● THE TASK: Repeat verbatim every line of the material, beginning at the line that holds "find the blue flag in the photo above" and ending at its last line.

● THE RECORDS:
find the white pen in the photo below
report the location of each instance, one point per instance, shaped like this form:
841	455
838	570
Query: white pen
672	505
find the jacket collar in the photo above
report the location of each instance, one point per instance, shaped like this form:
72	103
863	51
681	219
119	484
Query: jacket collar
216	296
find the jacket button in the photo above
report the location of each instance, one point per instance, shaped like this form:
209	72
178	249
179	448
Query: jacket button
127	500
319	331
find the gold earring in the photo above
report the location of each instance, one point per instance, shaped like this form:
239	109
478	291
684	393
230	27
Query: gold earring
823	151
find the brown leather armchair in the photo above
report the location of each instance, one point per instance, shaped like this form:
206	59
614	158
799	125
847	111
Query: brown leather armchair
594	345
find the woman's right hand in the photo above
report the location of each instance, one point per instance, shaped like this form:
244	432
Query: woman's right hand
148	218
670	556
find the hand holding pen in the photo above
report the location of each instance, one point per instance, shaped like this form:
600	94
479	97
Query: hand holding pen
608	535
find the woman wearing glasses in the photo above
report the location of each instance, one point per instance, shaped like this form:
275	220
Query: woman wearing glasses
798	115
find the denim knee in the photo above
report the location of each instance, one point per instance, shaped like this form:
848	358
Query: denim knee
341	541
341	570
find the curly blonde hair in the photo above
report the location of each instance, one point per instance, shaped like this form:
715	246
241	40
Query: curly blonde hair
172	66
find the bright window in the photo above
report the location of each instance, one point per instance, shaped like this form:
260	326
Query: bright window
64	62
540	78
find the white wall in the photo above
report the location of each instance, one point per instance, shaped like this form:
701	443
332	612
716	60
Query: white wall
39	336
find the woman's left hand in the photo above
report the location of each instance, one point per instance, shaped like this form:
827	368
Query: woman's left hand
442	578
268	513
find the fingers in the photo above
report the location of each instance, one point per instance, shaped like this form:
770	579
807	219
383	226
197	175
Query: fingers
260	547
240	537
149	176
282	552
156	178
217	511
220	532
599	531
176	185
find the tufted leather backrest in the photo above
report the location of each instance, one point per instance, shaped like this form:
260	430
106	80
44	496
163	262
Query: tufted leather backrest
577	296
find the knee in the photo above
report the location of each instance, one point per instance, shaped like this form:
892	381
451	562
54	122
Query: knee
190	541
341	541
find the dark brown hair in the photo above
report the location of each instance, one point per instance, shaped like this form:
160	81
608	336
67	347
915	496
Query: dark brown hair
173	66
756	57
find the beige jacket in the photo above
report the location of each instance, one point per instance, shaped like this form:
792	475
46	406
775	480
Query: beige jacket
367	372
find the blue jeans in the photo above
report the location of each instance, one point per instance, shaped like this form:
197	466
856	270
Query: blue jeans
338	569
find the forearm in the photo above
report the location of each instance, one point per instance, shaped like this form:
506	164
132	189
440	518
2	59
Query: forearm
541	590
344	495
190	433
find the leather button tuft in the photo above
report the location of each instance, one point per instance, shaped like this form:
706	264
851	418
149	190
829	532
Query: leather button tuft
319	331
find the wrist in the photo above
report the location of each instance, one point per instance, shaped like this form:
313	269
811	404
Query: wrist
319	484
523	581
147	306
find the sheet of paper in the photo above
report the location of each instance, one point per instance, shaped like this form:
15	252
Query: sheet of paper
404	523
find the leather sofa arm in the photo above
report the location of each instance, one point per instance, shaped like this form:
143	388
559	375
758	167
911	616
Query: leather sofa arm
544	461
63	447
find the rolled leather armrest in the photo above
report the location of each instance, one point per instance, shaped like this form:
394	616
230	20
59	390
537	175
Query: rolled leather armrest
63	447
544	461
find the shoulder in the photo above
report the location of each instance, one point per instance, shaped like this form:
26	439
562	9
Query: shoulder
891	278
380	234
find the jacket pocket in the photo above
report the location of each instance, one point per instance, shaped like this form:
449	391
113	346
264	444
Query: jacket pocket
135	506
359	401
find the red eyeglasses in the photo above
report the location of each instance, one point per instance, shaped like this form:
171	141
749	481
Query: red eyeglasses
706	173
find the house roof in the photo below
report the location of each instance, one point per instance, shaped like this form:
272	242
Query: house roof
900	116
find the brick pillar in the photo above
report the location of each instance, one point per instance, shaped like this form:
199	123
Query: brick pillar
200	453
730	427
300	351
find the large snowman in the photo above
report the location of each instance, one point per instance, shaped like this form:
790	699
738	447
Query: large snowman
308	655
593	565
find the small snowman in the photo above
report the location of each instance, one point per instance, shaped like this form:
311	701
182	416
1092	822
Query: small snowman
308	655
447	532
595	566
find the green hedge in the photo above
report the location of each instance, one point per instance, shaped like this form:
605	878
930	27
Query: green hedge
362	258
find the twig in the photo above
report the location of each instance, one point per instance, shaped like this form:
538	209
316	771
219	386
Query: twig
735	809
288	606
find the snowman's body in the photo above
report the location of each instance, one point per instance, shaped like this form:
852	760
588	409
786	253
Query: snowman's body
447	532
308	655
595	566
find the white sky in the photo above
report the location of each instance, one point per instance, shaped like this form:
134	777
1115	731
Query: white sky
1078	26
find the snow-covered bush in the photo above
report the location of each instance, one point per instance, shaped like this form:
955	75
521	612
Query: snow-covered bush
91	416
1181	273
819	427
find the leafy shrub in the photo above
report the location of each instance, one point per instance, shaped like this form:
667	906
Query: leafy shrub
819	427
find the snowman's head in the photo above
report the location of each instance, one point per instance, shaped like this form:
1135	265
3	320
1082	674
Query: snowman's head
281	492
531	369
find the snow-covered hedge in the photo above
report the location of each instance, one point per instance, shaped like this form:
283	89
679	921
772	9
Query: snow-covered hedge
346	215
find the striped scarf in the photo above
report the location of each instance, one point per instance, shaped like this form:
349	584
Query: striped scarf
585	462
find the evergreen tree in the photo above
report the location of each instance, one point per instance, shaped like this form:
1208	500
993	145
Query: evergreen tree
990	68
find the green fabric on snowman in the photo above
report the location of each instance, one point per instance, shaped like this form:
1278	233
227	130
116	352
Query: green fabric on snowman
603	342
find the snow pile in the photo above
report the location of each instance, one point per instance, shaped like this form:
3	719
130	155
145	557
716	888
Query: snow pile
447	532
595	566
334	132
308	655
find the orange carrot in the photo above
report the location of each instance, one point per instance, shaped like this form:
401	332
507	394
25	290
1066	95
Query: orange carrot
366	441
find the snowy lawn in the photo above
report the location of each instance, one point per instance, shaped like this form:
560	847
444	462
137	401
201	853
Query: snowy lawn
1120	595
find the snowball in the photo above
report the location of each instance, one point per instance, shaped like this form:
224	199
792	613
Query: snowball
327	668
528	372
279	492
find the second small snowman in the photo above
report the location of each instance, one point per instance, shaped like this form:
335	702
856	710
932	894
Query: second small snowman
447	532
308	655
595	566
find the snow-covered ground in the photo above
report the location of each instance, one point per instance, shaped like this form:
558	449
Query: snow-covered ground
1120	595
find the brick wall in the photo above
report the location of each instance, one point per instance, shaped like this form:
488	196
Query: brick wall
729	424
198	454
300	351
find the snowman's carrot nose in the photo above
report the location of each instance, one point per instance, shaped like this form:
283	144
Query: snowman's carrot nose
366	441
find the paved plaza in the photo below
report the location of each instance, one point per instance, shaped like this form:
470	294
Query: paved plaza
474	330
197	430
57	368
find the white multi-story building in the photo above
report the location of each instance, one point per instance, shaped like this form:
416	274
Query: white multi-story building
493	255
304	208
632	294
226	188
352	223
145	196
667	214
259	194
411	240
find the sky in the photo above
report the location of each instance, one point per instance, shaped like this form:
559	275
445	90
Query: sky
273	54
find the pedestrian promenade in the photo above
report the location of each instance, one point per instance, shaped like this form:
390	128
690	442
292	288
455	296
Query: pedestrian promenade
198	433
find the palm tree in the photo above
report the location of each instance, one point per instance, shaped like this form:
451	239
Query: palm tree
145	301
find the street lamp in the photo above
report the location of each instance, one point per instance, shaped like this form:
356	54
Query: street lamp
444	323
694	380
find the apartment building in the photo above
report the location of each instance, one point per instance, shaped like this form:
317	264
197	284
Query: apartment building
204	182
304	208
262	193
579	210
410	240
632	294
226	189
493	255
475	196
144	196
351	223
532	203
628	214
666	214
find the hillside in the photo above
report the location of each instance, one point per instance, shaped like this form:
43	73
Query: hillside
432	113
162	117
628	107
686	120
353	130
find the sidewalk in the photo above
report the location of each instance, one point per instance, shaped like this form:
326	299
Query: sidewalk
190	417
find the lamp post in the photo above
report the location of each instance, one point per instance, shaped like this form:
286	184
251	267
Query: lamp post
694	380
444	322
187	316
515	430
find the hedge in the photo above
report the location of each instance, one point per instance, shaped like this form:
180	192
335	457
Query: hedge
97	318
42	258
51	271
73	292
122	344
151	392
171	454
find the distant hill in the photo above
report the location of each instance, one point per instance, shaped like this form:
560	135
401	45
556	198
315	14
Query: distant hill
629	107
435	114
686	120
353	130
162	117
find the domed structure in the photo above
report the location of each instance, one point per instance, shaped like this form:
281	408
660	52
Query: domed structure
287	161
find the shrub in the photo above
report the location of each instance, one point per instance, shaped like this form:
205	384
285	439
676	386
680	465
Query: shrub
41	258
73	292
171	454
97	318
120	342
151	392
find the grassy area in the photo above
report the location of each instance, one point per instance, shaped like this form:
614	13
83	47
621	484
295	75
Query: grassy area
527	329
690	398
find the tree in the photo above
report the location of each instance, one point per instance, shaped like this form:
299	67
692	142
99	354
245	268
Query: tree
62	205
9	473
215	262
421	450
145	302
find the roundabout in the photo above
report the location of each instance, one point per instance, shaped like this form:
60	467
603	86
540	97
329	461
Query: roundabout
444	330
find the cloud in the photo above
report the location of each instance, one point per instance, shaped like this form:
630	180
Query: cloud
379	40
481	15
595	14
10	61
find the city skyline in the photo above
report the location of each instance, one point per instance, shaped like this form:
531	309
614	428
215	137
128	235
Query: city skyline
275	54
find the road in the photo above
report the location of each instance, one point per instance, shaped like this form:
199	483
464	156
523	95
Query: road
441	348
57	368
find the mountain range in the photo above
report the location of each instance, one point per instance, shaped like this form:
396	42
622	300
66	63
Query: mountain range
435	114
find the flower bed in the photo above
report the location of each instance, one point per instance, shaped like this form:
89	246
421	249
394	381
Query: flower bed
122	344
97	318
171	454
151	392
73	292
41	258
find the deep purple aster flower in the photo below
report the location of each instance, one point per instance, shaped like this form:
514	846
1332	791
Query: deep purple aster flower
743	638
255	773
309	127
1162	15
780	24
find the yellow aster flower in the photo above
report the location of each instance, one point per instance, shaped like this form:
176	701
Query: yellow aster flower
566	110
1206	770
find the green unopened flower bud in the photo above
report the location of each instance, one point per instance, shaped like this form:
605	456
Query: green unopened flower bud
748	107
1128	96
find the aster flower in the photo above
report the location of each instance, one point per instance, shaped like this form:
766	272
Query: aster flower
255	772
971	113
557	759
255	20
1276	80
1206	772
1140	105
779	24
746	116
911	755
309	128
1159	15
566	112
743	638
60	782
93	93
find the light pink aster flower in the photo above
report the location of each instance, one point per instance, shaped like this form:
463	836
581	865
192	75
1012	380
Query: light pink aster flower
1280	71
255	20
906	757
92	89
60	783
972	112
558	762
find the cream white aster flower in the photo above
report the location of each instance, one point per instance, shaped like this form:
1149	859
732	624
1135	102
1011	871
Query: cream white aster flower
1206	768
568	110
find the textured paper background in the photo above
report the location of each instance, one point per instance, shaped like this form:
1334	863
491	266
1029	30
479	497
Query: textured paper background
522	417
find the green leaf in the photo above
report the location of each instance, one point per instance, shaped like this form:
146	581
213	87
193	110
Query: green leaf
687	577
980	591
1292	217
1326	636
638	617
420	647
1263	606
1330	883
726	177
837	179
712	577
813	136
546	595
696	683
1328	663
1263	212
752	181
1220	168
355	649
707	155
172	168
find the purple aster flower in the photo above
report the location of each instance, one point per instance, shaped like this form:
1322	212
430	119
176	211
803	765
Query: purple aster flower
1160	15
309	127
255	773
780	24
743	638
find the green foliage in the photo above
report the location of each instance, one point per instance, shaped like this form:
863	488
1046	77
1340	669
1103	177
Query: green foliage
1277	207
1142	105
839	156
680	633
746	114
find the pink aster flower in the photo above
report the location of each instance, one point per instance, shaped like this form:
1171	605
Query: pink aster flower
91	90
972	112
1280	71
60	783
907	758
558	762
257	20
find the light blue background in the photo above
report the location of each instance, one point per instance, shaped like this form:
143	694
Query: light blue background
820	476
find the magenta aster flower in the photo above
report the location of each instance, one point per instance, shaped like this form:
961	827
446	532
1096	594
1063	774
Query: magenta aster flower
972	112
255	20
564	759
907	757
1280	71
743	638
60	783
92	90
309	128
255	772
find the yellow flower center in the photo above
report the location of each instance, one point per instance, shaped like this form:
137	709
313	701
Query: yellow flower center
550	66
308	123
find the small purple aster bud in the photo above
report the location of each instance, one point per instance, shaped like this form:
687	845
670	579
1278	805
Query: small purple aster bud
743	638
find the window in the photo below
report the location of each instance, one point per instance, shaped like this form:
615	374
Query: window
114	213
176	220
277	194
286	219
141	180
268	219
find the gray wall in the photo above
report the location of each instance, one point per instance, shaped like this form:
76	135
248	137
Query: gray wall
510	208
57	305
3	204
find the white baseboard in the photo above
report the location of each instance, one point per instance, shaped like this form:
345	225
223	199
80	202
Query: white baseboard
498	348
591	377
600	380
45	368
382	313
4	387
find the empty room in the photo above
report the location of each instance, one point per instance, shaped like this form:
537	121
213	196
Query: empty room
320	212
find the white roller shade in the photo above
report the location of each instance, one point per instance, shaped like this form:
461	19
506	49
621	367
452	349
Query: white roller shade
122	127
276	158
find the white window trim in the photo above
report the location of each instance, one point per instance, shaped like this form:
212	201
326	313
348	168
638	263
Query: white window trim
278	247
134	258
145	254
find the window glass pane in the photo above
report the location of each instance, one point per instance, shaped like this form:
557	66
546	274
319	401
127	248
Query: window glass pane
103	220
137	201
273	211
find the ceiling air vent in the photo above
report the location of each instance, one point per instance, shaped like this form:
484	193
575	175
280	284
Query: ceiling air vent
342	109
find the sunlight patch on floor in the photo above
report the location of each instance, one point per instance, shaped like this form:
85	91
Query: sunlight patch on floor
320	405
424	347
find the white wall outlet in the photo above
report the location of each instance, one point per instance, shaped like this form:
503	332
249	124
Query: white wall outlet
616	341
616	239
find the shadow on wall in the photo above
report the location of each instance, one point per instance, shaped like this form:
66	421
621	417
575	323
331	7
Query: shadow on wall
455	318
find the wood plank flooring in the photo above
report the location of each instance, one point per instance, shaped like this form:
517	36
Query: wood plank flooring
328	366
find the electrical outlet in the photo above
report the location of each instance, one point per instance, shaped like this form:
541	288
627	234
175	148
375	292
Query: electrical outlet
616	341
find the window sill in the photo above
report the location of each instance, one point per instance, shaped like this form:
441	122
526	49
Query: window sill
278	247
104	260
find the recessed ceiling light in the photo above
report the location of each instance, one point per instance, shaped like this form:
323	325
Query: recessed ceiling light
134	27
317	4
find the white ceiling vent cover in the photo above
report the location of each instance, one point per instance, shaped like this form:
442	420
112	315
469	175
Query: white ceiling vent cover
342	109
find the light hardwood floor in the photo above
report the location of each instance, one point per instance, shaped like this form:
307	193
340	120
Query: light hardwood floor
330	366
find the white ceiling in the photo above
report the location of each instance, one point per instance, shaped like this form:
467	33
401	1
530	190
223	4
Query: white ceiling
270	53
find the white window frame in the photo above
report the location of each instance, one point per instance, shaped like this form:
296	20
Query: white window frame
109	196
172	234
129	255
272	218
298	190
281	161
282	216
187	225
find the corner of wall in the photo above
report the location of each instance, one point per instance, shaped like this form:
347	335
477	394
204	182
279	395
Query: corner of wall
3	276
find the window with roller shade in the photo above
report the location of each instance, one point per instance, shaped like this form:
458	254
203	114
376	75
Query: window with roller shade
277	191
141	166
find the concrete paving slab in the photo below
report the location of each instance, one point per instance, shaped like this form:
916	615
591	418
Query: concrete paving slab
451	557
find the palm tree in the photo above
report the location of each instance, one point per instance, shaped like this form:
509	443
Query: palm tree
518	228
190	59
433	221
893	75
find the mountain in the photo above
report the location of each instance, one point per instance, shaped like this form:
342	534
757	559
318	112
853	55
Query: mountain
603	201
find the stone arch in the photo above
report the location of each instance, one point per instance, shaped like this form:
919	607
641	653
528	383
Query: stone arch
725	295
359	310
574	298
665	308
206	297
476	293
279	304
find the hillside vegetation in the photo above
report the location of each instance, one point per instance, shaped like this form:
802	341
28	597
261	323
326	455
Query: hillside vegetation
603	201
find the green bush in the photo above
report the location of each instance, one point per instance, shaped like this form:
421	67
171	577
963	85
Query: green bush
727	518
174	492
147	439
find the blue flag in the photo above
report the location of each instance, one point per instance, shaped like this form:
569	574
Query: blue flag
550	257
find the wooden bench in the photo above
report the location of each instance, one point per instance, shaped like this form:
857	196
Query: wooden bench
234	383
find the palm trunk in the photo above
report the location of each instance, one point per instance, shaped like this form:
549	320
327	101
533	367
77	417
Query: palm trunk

● FINAL RESULT:
find the blue flag in the photo above
report the location of each instance, one point per instance, shaped like this form:
569	574
Query: blue flag
550	257
find the wooden bench in the photo above
report the location of each instance, one point per instance, shaped like this form:
857	196
Query: wooden bench
234	383
find the palm trunk in the photo above
report the location of each instance, one point per instance, shaped like this form:
549	320
327	101
533	367
77	417
Query: palm trunk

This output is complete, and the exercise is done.